[START]

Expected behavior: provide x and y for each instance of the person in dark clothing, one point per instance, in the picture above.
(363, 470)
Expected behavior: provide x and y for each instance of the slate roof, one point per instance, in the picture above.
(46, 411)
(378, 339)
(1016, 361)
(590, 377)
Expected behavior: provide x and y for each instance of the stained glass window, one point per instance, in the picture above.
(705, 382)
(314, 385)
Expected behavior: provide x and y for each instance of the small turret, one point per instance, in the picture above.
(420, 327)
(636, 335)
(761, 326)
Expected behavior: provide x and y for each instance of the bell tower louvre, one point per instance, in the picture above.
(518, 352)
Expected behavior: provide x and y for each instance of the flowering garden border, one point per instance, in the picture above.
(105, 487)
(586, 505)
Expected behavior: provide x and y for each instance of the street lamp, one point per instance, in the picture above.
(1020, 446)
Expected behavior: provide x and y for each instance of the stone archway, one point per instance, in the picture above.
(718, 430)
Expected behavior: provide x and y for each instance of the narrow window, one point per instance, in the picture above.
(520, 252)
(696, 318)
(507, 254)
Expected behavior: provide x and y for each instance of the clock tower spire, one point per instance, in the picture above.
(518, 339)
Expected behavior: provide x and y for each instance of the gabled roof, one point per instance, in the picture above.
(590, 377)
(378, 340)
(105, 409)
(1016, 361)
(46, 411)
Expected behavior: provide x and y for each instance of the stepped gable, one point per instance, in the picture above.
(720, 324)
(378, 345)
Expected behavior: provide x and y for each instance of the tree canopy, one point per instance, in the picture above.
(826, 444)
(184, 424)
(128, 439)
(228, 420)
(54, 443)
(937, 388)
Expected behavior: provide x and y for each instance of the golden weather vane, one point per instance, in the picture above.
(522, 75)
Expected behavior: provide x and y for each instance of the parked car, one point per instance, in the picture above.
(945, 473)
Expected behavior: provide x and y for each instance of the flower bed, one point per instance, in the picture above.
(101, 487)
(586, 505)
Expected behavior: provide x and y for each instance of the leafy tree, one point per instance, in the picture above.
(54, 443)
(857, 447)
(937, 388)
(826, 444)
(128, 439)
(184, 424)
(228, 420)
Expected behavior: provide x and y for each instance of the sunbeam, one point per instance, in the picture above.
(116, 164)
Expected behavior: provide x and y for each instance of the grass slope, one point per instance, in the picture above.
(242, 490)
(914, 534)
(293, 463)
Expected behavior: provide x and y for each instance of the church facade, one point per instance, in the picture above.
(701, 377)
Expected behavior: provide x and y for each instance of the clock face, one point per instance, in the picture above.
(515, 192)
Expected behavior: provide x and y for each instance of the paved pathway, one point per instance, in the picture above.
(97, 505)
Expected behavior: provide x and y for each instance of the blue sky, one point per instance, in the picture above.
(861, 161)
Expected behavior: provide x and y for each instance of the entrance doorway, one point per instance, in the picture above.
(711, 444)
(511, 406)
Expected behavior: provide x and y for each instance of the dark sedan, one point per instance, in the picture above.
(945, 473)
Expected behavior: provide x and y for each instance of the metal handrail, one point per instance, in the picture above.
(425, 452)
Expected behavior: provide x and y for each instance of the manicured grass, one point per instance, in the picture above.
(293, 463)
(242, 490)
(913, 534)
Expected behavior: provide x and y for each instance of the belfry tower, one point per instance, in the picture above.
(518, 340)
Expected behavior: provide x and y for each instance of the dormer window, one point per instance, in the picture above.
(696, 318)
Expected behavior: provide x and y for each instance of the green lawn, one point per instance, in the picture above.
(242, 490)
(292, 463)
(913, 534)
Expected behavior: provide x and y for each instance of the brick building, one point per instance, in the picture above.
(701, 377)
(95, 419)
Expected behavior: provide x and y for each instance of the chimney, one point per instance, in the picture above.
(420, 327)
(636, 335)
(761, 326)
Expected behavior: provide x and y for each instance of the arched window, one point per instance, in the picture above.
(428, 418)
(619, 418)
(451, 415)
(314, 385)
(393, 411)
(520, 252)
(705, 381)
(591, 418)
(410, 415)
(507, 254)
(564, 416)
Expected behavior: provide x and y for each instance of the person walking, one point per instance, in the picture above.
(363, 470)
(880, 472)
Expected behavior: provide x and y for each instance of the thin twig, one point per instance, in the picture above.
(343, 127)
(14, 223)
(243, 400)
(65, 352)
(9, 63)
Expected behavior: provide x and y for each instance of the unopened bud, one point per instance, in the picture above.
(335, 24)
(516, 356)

[END]

YOUR INSTRUCTIONS: Repeat, character for character, the lines from the one that holds "of the blue" to the final line of the material, inclusive, and no other lines.

TASK RESPONSE:
Expected behavior: provide x and y for each instance of the blue sky, one point per instance, in the picture above.
(861, 161)
Expected behavior: provide x and y for each instance of the entrance doorway, one point per instance, in the picture above.
(711, 444)
(511, 406)
Expected behavior: provide x and y for each instance of the dark sedan, one point per instance, in the picture above.
(945, 473)
Expected behavior: provide x and y for each instance of the metal handrail, one point per instance, in the picture above.
(425, 452)
Expected behavior: provide x and y for each instance of the manicured grass, one point per instance, in the picture above.
(293, 463)
(242, 490)
(913, 534)
Expected behavior: provide x and y for each instance of the belfry tower, one point per instance, in the picture above.
(518, 340)
Expected behavior: provide x and y for each instance of the dormer window, one point per instance, in the picture above.
(696, 318)
Expected behavior: provide x and y for each instance of the green lawn, one point per instance, in the picture above.
(242, 490)
(292, 463)
(913, 534)
Expected behavior: provide x and y for each instance of the brick building, one point per instance, in the picture above.
(701, 377)
(95, 419)
Expected behavior: provide x and y for each instance of the chimney, one point per instance, in the picture above.
(420, 327)
(636, 335)
(761, 326)
Expected behavior: provide x and y for each instance of the arched window, one point per instance, in the picture above.
(428, 418)
(619, 418)
(451, 415)
(314, 385)
(393, 411)
(520, 252)
(705, 381)
(591, 418)
(410, 415)
(507, 254)
(564, 416)
Expected behavior: provide x and y for each instance of the person walking, one point per instance, in the picture above.
(363, 470)
(880, 472)
Expected behavior: provide x and y for each instance of the thin twig, one point per instance, in the picture above.
(343, 127)
(14, 223)
(243, 400)
(65, 352)
(9, 63)
Expected behavior: provide x and y for each instance of the unopened bud, one point per instance, in the picture above.
(335, 24)
(516, 356)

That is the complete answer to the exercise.